TASK OBJECTIVE
Format the records below as a JSON list of strings, with one string for each line and any blank lines omitted.

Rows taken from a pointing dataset
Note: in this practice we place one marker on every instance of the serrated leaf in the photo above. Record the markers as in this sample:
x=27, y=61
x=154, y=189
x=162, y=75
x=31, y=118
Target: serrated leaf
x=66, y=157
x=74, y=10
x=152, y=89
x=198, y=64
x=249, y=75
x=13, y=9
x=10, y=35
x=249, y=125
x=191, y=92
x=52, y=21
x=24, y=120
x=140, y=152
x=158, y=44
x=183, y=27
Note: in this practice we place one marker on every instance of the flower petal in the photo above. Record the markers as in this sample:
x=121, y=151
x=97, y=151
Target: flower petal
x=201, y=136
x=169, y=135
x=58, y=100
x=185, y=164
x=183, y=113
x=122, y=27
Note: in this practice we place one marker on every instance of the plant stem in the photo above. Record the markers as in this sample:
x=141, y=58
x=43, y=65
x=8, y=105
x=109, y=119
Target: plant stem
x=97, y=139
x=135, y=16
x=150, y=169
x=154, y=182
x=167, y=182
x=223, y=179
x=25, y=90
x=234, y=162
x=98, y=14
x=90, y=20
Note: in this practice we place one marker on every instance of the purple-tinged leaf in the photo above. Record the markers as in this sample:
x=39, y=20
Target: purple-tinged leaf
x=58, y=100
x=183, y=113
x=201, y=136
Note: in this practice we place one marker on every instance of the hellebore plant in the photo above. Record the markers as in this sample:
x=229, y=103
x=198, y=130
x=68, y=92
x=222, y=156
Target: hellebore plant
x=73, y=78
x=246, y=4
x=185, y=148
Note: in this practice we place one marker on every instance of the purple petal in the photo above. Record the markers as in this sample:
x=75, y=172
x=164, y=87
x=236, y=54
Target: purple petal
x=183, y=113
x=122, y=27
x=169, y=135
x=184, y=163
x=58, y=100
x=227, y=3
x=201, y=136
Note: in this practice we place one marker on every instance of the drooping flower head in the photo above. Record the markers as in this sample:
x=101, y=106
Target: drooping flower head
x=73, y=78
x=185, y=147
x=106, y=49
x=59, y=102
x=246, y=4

ANSWER TO THIS EXERCISE
[
  "Note: in this practice we place one marker on every instance of the serrated leaf in the photo above. Record the markers as in this sample:",
  "x=27, y=61",
  "x=154, y=189",
  "x=162, y=75",
  "x=31, y=118",
  "Target: serrated leaf",
  "x=66, y=157",
  "x=74, y=10",
  "x=152, y=89",
  "x=198, y=64",
  "x=249, y=75",
  "x=13, y=9",
  "x=10, y=35",
  "x=249, y=125",
  "x=191, y=92",
  "x=52, y=21",
  "x=24, y=120",
  "x=140, y=152",
  "x=158, y=44",
  "x=183, y=27",
  "Note: in this practice we place one marker on every instance of the flower petal in the photo above. Record the markers as in this sample:",
  "x=121, y=151",
  "x=97, y=151",
  "Target: flower petal",
  "x=201, y=136",
  "x=169, y=135",
  "x=58, y=100",
  "x=185, y=164",
  "x=183, y=113",
  "x=122, y=27",
  "Note: in this practice we place one marker on every instance of the plant stem in the photo above. Record the markers as in this sample:",
  "x=141, y=58",
  "x=43, y=65",
  "x=8, y=105",
  "x=109, y=119",
  "Target: plant stem",
  "x=97, y=139",
  "x=135, y=16",
  "x=150, y=169",
  "x=154, y=182",
  "x=167, y=182",
  "x=223, y=179",
  "x=25, y=90",
  "x=234, y=162",
  "x=98, y=14",
  "x=90, y=20",
  "Note: in this practice we place one marker on every instance of the purple-tinged leaf in the photo above. Record the markers as in this sample:",
  "x=39, y=20",
  "Target: purple-tinged leaf",
  "x=58, y=100",
  "x=183, y=113",
  "x=201, y=136",
  "Note: in this practice we place one marker on every instance of the hellebore plant in the photo above. Record the markers as in this sample:",
  "x=229, y=103",
  "x=198, y=130",
  "x=68, y=92",
  "x=222, y=156",
  "Target: hellebore plant",
  "x=73, y=78",
  "x=246, y=4",
  "x=185, y=148",
  "Note: in this practice we place one marker on every instance of the purple petal in the photo above. Record the markers as in this sample:",
  "x=75, y=172",
  "x=164, y=87",
  "x=236, y=54",
  "Target: purple petal",
  "x=183, y=113",
  "x=122, y=27",
  "x=169, y=135",
  "x=184, y=163",
  "x=58, y=100",
  "x=227, y=3",
  "x=201, y=136",
  "Note: in this practice we place one marker on every instance of the drooping flower head in the photo above. Record the markers as in this sample:",
  "x=101, y=106",
  "Target: drooping flower head",
  "x=73, y=78",
  "x=185, y=147",
  "x=106, y=49",
  "x=59, y=102",
  "x=246, y=4"
]